Please rewrite the material below with "instance" swapped for "occurrence" throughout, leaving every other word unchanged.

Data excerpts:
- - - - -

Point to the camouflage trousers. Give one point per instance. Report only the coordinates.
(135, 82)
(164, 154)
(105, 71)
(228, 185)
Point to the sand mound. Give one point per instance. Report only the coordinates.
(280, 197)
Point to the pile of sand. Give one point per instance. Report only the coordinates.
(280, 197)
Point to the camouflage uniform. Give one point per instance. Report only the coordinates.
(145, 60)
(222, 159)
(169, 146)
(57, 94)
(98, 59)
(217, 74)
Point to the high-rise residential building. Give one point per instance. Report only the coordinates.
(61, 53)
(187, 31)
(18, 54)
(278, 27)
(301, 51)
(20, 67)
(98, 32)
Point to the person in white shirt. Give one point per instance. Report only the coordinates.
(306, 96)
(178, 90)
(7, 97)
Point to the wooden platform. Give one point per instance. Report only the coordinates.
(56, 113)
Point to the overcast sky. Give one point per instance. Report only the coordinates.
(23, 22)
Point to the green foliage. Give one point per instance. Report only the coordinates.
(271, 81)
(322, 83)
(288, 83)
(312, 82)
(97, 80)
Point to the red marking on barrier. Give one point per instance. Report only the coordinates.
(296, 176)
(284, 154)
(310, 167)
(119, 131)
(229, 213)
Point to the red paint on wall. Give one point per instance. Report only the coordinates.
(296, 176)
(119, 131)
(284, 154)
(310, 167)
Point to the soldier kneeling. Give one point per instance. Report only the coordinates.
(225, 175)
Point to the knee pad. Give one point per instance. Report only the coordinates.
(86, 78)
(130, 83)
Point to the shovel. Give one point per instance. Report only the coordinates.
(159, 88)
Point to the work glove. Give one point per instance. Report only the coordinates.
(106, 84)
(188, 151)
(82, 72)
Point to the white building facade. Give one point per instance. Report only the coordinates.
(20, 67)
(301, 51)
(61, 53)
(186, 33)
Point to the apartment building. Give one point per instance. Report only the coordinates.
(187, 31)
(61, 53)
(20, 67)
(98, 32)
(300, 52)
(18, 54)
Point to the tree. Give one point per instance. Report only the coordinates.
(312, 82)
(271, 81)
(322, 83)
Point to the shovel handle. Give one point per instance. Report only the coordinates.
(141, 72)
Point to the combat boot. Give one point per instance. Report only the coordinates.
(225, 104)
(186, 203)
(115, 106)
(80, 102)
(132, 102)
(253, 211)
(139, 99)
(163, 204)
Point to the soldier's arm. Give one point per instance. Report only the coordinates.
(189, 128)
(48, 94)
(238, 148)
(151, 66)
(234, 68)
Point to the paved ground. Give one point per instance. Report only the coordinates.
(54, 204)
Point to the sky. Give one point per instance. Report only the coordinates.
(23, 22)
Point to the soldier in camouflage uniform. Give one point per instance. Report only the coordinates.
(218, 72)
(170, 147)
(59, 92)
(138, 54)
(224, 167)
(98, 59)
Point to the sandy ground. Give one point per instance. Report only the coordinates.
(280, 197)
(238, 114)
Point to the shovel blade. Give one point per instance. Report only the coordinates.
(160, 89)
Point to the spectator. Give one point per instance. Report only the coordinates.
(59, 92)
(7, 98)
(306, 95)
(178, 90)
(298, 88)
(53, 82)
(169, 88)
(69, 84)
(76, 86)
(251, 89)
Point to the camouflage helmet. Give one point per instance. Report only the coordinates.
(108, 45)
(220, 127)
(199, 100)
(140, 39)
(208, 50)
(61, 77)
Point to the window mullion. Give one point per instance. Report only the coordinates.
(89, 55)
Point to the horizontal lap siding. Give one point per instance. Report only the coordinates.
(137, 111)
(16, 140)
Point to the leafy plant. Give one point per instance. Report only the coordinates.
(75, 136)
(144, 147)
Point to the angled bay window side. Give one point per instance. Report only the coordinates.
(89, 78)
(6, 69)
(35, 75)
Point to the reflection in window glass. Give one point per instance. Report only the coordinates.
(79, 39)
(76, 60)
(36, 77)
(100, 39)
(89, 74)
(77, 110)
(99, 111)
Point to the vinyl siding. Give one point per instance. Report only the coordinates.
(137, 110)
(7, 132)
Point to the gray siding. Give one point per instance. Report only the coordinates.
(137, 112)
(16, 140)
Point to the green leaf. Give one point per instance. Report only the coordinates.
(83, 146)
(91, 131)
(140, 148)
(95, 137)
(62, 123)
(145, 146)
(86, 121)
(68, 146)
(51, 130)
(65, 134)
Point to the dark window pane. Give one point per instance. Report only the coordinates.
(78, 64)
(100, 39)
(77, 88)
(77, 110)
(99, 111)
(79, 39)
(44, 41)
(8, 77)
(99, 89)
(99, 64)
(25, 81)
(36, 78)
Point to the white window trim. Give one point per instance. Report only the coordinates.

- - - - -

The reply:
Point to the camouflage trousers. Give one point per occurrence. Report only the coordinates.
(135, 82)
(164, 154)
(105, 71)
(228, 185)
Point to the sand mound. Give one point per occurrence. Report only the coordinates.
(280, 197)
Point to the pile of sand. Give one point per occurrence. Report only the coordinates.
(280, 197)
Point to the camouflage uniform. Give one point per occurrence. Report only the coordinates.
(145, 60)
(222, 159)
(169, 146)
(57, 94)
(98, 59)
(217, 74)
Point to the high-rise residential building. Give one point per occurrence. Report only the coordinates.
(61, 53)
(187, 31)
(18, 54)
(278, 27)
(301, 51)
(20, 67)
(98, 32)
Point to the person in white shirt. Give one point per occurrence. Report only the coordinates.
(306, 96)
(178, 90)
(7, 97)
Point to the wooden platform. Give one point per occurrence. Report only the coordinates.
(56, 113)
Point to the overcast sky. Give one point per occurrence. Report only the coordinates.
(23, 22)
Point to the green foliage. Give one point per occurrence. Report only the coordinates.
(271, 81)
(322, 83)
(288, 83)
(312, 82)
(97, 80)
Point to the red marking on barrier. Give one point per occurrence. Report only the coordinates.
(296, 176)
(284, 154)
(310, 167)
(119, 131)
(229, 213)
Point to the red paint on wall. Give one point per occurrence. Report only the coordinates.
(296, 176)
(119, 131)
(284, 154)
(310, 167)
Point to the soldier kneeling. Give one point per occurrence. Report only the coordinates.
(225, 175)
Point to the knee pad. Give one point per occurrence. Report only the coordinates.
(86, 78)
(130, 83)
Point to the shovel. Give one point per occurrence. Report only the coordinates.
(159, 88)
Point to the work glove. Give one point per occurrence. Report only the coordinates.
(106, 84)
(188, 151)
(82, 72)
Point to the white building facade. Give one point per occurrence. Report only the coordinates.
(20, 67)
(301, 51)
(61, 53)
(186, 33)
Point to the apartment building. Give one point per occurrence. Report only the coordinates.
(187, 31)
(61, 53)
(20, 67)
(98, 32)
(300, 52)
(18, 54)
Point to the tree. Give one point per occurrence. Report only the coordinates.
(312, 82)
(271, 81)
(322, 83)
Point to the shovel handle. Give one point per occurrence. Report only the coordinates.
(141, 72)
Point to the combat boot. Give one point per occurrence. Report only the coordinates.
(225, 104)
(186, 203)
(115, 106)
(80, 102)
(132, 102)
(253, 211)
(139, 99)
(163, 204)
Point to the soldier's arm. Give one point per occurrence. Report only the coordinates.
(189, 128)
(48, 94)
(238, 148)
(151, 66)
(234, 68)
Point to the paved ground. Give one point per occurrence. Report only the coordinates.
(54, 204)
Point to the sky. Give one point per occurrence. Report only the coordinates.
(23, 22)
Point to the soldier in camouflage uniform. Give one point per occurrence. Report only the coordinates.
(218, 72)
(170, 147)
(59, 92)
(138, 54)
(224, 167)
(98, 59)
Point to the sandy ground. Give one point per occurrence. Report only the coordinates.
(280, 197)
(238, 114)
Point to the shovel blade. Give one point per occurrence. Report only the coordinates.
(160, 89)
Point to the spectator. Give one point per occurrence. Report only the coordinates.
(59, 92)
(7, 98)
(306, 95)
(178, 90)
(298, 88)
(53, 82)
(169, 88)
(69, 84)
(76, 86)
(251, 89)
Point to the camouflage helmet. Give one point per occurrence. Report only the coordinates.
(108, 45)
(220, 127)
(199, 100)
(140, 39)
(208, 50)
(61, 77)
Point to the window mullion. Give one point per occurrence. Report only the coordinates.
(89, 55)
Point to the horizontal lap siding. Give one point per occurrence. Report only the coordinates.
(137, 111)
(16, 140)
Point to the leafy plant. Give one point per occurrence. Report only the coordinates.
(75, 136)
(144, 147)
Point to the angled bay window side. Give one point per occurrence. Report only the coordinates.
(89, 78)
(6, 69)
(35, 75)
Point to the reflection in window glass. Give one point per occurrence. Report only the coordinates.
(79, 39)
(76, 60)
(36, 77)
(100, 39)
(89, 74)
(77, 110)
(99, 111)
Point to the vinyl siding. Give one point per occurrence. Report only the coordinates.
(137, 110)
(7, 132)
Point to the gray siding. Give one point per occurrence. Report only the coordinates.
(137, 112)
(16, 140)
Point to the green leaf. Give one point per occurrence. Report only the coordinates.
(83, 146)
(91, 131)
(140, 148)
(95, 137)
(62, 123)
(145, 146)
(86, 121)
(68, 146)
(51, 130)
(65, 134)
Point to the dark window pane. Give one point per occurrence. Report only the coordinates.
(78, 64)
(100, 39)
(77, 88)
(77, 110)
(99, 111)
(79, 39)
(44, 41)
(8, 77)
(99, 89)
(99, 64)
(25, 81)
(36, 78)
Point to the white window trim. Give one point per occurrence. Report only the coordinates.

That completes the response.